An exact reproduction of the data below is expected, free of images.
SUPPLIED RECORDS Block Start
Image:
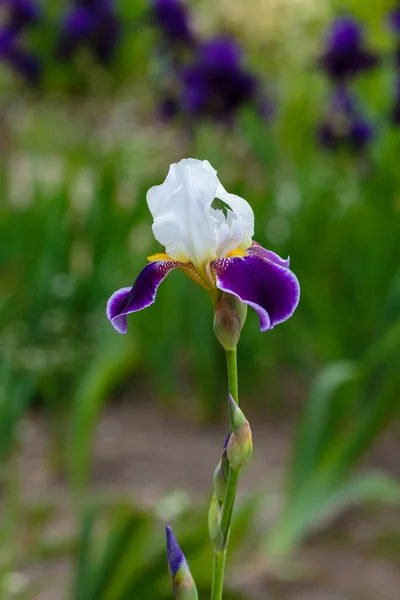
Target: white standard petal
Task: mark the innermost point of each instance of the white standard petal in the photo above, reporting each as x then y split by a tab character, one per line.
243	215
181	207
185	221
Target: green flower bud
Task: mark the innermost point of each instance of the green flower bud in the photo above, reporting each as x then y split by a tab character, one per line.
240	446
235	414
229	318
182	581
214	524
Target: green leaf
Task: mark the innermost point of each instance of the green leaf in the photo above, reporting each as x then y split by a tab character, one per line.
316	419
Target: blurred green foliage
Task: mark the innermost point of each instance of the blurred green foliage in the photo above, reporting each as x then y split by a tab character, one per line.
74	227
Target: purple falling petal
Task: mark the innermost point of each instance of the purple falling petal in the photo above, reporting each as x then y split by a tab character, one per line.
271	289
139	296
172	19
345	55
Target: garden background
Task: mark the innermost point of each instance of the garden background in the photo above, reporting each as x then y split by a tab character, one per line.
105	438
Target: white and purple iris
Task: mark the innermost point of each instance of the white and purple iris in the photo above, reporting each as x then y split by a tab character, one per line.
212	245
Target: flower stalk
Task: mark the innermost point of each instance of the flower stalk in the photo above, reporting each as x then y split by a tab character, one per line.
236	420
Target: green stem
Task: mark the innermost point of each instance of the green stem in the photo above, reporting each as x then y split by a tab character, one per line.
218	575
229	501
230	495
232	375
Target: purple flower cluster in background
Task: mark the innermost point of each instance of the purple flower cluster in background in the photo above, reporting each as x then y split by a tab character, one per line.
344	58
207	78
19	15
394	21
90	24
173	22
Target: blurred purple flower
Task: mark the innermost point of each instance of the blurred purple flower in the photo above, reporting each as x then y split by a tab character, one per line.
172	19
394	19
216	84
395	112
93	24
345	55
20	13
343	125
23	62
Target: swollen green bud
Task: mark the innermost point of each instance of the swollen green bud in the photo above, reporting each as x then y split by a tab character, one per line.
214	524
240	446
236	416
229	318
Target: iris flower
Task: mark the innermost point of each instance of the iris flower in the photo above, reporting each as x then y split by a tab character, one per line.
346	54
173	20
212	245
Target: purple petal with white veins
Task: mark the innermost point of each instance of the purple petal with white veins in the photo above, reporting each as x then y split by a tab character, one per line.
257	249
264	284
139	296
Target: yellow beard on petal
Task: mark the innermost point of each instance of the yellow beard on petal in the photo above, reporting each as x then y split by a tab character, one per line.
236	252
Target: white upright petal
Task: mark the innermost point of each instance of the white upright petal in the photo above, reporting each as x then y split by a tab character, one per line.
185	221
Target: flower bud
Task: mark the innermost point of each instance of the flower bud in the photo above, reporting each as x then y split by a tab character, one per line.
214	524
229	318
240	446
236	416
221	475
182	581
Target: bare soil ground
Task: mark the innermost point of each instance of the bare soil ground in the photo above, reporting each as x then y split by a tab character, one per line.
143	453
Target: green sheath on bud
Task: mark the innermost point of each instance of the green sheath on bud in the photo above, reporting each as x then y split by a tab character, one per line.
229	318
221	478
240	446
236	416
214	524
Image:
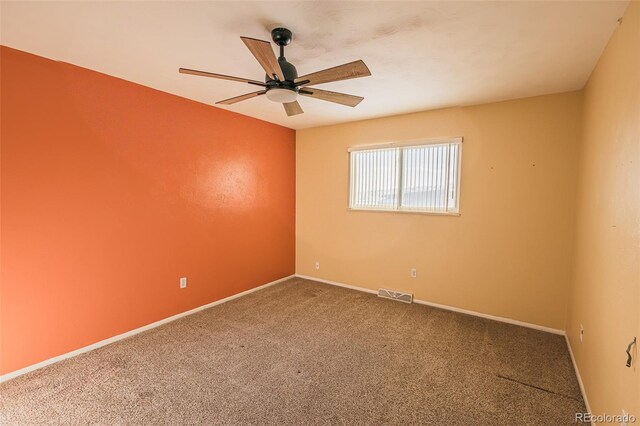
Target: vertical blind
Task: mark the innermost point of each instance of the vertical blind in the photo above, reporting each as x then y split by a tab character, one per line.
422	178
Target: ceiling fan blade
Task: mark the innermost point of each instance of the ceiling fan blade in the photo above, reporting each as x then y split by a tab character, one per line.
242	97
293	108
325	95
264	54
341	72
220	76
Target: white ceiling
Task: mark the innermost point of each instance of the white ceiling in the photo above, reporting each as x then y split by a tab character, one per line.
422	55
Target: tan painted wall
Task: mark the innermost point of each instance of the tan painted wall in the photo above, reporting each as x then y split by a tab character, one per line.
605	294
508	254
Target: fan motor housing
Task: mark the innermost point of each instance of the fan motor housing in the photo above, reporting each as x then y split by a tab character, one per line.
281	36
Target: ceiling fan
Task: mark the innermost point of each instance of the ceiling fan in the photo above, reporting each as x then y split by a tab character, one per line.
282	84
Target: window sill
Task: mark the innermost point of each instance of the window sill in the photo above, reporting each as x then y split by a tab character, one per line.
405	211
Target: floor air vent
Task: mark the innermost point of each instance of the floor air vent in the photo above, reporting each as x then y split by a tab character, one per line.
395	295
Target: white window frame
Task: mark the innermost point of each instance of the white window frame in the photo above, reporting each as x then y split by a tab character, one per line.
409	144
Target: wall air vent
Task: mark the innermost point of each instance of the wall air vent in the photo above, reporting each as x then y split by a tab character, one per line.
SUPPLIED RECORDS Block End
TASK RESULT →
Image:
Target: white standard petal
Task: mark the innermost point of each instance of the white standard petal in the photo above, reporting each as x then y split by a tab character, one per line.
243	215
181	207
185	221
Target: green flower bud
Task: mark the innermost point of each instance of the green flower bud in the photo above, reporting each as x then y split by a tab character, one per line.
240	446
235	414
229	318
182	581
214	524
Target: green leaf
Task: mark the innermost point of each instance of the green leaf in the photo above, reporting each as x then y split by a tab character, one per line.
316	419
Target: blurred green foliage
Task: mark the innermost point of each instance of the blurred green foliage in the photo above, reporting each as x then y split by a tab character, one per line.
74	227
Target: purple falling petal
Task: mark the innermost point of each instance of the purple falling petal in the photo above, reporting each as x then y split by a tab character, one per line.
271	289
139	296
172	19
345	55
Target: garden background
Task: mark the innermost point of each instance of the garden background in the photo above, reporting each as x then y split by a tab character, one per line.
105	438
Target: white and purple iris
Task: mark the innermost point of each instance of the white and purple iris in the photo above, reporting each as x then y split by a tab character, one per line.
212	245
Target: flower stalk
Task: mark the innermost point of each instance of the flower stalk in the photo above, reporting each as x then y split by a tab character, one per line.
236	420
Target: green stem
Task: mark the innermost point of each instance of the green stem in the photo above, reporting each as x then y split by a tab character, one per line.
218	575
229	501
230	495
232	375
Target: purple flower cluster in background
Task: mark the innermost point of each instance of the purple flower cluster in background in the photo above, reporting each as x then y split by a tab character, one per line.
344	58
207	78
19	15
394	21
90	24
173	22
Target: blurred purple flower
Task: mark the innermost point of each instance of the blurred purple flower in the photo above, reporting each as x then y split by a tab character, one per line.
172	19
394	19
216	84
395	112
93	24
345	55
20	13
343	125
23	62
Target: swollen green bud
Task: mark the innermost point of each instance of the swollen green bud in the photo above, reporting each as x then y split by a tab character, one per line.
214	524
240	446
236	416
229	318
Target: iris flower
Task: mark the innermost point of each instance of the iris flower in the photo above, reporting each as x then y split by a tab character, one per line.
346	54
173	20
212	245
Target: purple petal with white veins
Task: mark the innermost point of each instance of the purple petal with white veins in the photo above, reporting each as x then y split by a tab character, one per line.
257	249
264	284
139	296
Target: yellow beard on petal
Task: mark the innermost point of each instance of the yellow beard on petal in the photo above, reporting each as x then y split by a tab character, one per line.
236	252
Target: white upright petal
Task: mark the innermost point of each instance of the white upright petal in the photo above, reporting each as x then y split by a tab character, one per line.
185	221
Target: flower bud
Task: mark the innermost point of each instance of the flower bud in the photo above, reporting each as x then y split by a tab character, one per line.
214	524
229	318
240	446
236	416
221	475
182	581
Target: bare soil ground
Task: mark the innermost point of each instance of the bare soil ground in the photo above, reporting each as x then y split by a tab character, one per line.
143	453
Target: green sheath on bud
Task: mark the innermost point of each instance of the green sheath on bud in the photo above, reporting each as x then y split by a tab character, one per line.
229	318
221	478
240	446
236	416
214	524
Image:
Target: vertical blind
Task: mark the innermost point of each instance of the vertical blind in the photo above, reporting each as x then y split by a tab character, one per line.
422	178
Target: ceiling fan blade
Task: mark the innermost point of each instance of the ceiling fan blade in the photo above, reporting each as x then y split by a tab character, one per line.
242	97
293	108
325	95
264	54
341	72
220	76
Target: white ceiling
Task: mark the innermost point of each instance of the white ceiling in the photo above, reporting each as x then y split by a tab character, one per line.
422	55
Target: tan painted wall
Task: mark the innermost point of each instance of the tan painted wall in the photo above, reporting each as x then y split by a tab character, one per line.
605	294
508	254
Target: fan motor housing
Task: mark the innermost point of each instance of the fan motor housing in the photo above, reporting each as x then y split by a tab character, one per line.
281	36
Target: ceiling fan
Task: mark the innermost point of each instance of the ceiling fan in the photo above, reporting each as x then y split by a tab character, one per line.
282	84
Target: window sill
Task: mark the innermost point of each instance of the window sill in the photo above, reporting each as x then y split by a tab character, one per line.
405	211
Target: floor air vent
Task: mark the innermost point of each instance of the floor air vent in the photo above, reporting each as x then y split by a tab character, one per line.
395	295
Target: white window frame
Task: mark the innermost point of each instance of the white window frame in the photo above, reporting each as x then y split by a tab character, one per line.
409	144
Target: wall air vent
Task: mark the innermost point of each instance of the wall air vent in the photo above, reporting each as x then y split by a tab character, one per line.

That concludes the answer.